[Extracted records]
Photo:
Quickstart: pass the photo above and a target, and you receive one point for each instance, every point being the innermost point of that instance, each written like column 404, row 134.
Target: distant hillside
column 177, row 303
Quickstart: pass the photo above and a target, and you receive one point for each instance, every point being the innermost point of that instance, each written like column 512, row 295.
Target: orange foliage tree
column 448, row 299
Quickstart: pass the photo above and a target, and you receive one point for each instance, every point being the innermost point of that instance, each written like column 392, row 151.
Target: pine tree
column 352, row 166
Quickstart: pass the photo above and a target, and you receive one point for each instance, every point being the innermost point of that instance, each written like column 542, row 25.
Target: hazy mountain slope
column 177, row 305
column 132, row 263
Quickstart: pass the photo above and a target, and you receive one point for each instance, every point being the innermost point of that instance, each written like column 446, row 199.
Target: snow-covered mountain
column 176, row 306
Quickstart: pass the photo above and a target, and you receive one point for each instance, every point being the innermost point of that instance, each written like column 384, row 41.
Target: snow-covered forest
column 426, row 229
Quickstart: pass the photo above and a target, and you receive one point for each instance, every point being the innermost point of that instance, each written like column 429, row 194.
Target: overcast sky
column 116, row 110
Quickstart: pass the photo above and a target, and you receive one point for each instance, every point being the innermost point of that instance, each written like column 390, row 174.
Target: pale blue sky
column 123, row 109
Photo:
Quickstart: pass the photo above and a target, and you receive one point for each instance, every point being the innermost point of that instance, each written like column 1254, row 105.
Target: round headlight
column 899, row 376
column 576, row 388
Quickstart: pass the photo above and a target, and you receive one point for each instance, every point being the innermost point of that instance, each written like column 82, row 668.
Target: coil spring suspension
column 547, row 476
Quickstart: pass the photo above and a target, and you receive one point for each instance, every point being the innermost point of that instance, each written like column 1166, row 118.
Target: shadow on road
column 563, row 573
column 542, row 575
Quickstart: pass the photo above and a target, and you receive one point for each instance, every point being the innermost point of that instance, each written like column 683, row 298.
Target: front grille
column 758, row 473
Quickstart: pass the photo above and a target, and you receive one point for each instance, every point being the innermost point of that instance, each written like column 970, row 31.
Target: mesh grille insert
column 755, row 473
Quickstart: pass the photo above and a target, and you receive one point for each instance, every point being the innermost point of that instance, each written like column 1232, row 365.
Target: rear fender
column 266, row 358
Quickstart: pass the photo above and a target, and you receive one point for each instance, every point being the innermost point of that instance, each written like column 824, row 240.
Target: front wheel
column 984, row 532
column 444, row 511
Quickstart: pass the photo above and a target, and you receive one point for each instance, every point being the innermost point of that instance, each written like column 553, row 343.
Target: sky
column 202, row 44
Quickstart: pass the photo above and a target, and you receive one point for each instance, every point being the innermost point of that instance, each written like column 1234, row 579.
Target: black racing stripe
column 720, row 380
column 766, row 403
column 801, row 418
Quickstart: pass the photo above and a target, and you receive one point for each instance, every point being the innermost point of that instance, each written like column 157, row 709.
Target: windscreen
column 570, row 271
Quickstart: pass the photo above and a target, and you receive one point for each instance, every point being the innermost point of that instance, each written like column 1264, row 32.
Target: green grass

● **Problem to work on**: Lay out every line of the records above as a Markdown table with a Row column holding the row number and a Line column holding the line itself. Leave out any blank lines.

● **Response to this exercise**:
| Row | Line |
|---|---|
| 1 | Photo: |
| 2 | Quickstart: pass the photo above and a target, and you receive one point for each instance, every point being the innermost point of that instance, each written like column 404, row 134. |
| 3 | Target: distant hillside |
| 4 | column 177, row 303 |
| 5 | Quickstart: pass the photo above and a target, and you receive one point for each instance, every point being the innermost point of that instance, each written like column 512, row 295. |
| 6 | Target: orange foliage tree |
| 7 | column 448, row 299 |
| 8 | Quickstart: pass the photo above and a target, and you receive one point for each instance, every point being the innermost point of that instance, each written like column 392, row 151. |
| 9 | Target: pine tree |
| 10 | column 352, row 166 |
| 11 | Quickstart: pass the photo above and a target, and you receive one point for each instance, every point being the innermost point of that instance, each written like column 542, row 25. |
| 12 | Target: hazy mountain slope |
| 13 | column 177, row 305 |
| 14 | column 132, row 263 |
| 15 | Quickstart: pass the photo above and a target, and you receive one point for each instance, every point being the innermost point of that instance, each written like column 446, row 199. |
| 16 | Target: snow-covered mountain |
| 17 | column 176, row 306 |
| 18 | Quickstart: pass the photo above and a target, and you receive one point for each instance, every point being the innermost point of that instance, each written like column 384, row 41. |
| 19 | Target: snow-covered forest |
| 20 | column 426, row 229 |
| 21 | Quickstart: pass the photo above and a target, and you receive one point for each instance, every point being the innermost point of that instance, each written like column 429, row 194. |
| 22 | Target: overcast sky |
| 23 | column 116, row 110 |
| 24 | Quickstart: pass the photo above and a target, and you receive one point for each instance, every point being the innermost point of that instance, each written like column 390, row 174. |
| 25 | Target: pale blue sky |
| 26 | column 123, row 109 |
| 27 | Photo: |
| 28 | Quickstart: pass the photo above and a target, and you receive one point for each instance, every point being the innermost point of that instance, each written like column 1254, row 105. |
| 29 | Target: round headlight |
| 30 | column 899, row 376 |
| 31 | column 576, row 388 |
| 32 | Quickstart: pass the photo above and a target, and you receive one point for each instance, every point being the innermost point of that instance, each written like column 82, row 668. |
| 33 | Target: coil spring suspension |
| 34 | column 547, row 476 |
| 35 | Quickstart: pass the photo above and a target, and you receive one point for each instance, every point being the innermost point of that instance, each written like column 1166, row 118. |
| 36 | Target: shadow on road |
| 37 | column 563, row 573 |
| 38 | column 542, row 575 |
| 39 | Quickstart: pass the photo above and a target, and you receive one point for each instance, every point being the innermost point of that instance, each written like column 683, row 298. |
| 40 | Target: front grille |
| 41 | column 758, row 473 |
| 42 | Quickstart: pass the photo above and a target, and you receive one point for each instance, every point being the innermost point of that instance, each written like column 970, row 31. |
| 43 | Target: mesh grille insert |
| 44 | column 755, row 473 |
| 45 | Quickstart: pass the photo above and a target, and you receive one point for each instance, every point being the innermost point of that instance, each written like column 1232, row 365. |
| 46 | Target: rear fender |
| 47 | column 266, row 358 |
| 48 | Quickstart: pass the photo above and a target, and you receive one point for each instance, every point being the innermost point of that instance, each written like column 824, row 240. |
| 49 | Target: front wheel |
| 50 | column 984, row 532 |
| 51 | column 444, row 511 |
| 52 | Quickstart: pass the photo above and a target, and you receive one point for each instance, every point being the innermost point of that instance, each written like column 553, row 343. |
| 53 | Target: sky |
| 54 | column 202, row 44 |
| 55 | Quickstart: pass the photo above and a target, and you receive one point for each instance, every point being the innermost point of that instance, each written like column 1234, row 579. |
| 56 | Target: black racing stripe |
| 57 | column 720, row 380 |
| 58 | column 766, row 403 |
| 59 | column 801, row 418 |
| 60 | Quickstart: pass the photo above and a target, and you receive one point for each instance, every point being the innermost point of that instance, each written like column 157, row 709. |
| 61 | Target: windscreen |
| 62 | column 570, row 271 |
| 63 | Quickstart: pass the photo above and a target, and you receive one point for each instance, every point being the innermost point of that instance, each written like column 1264, row 32. |
| 64 | Target: green grass |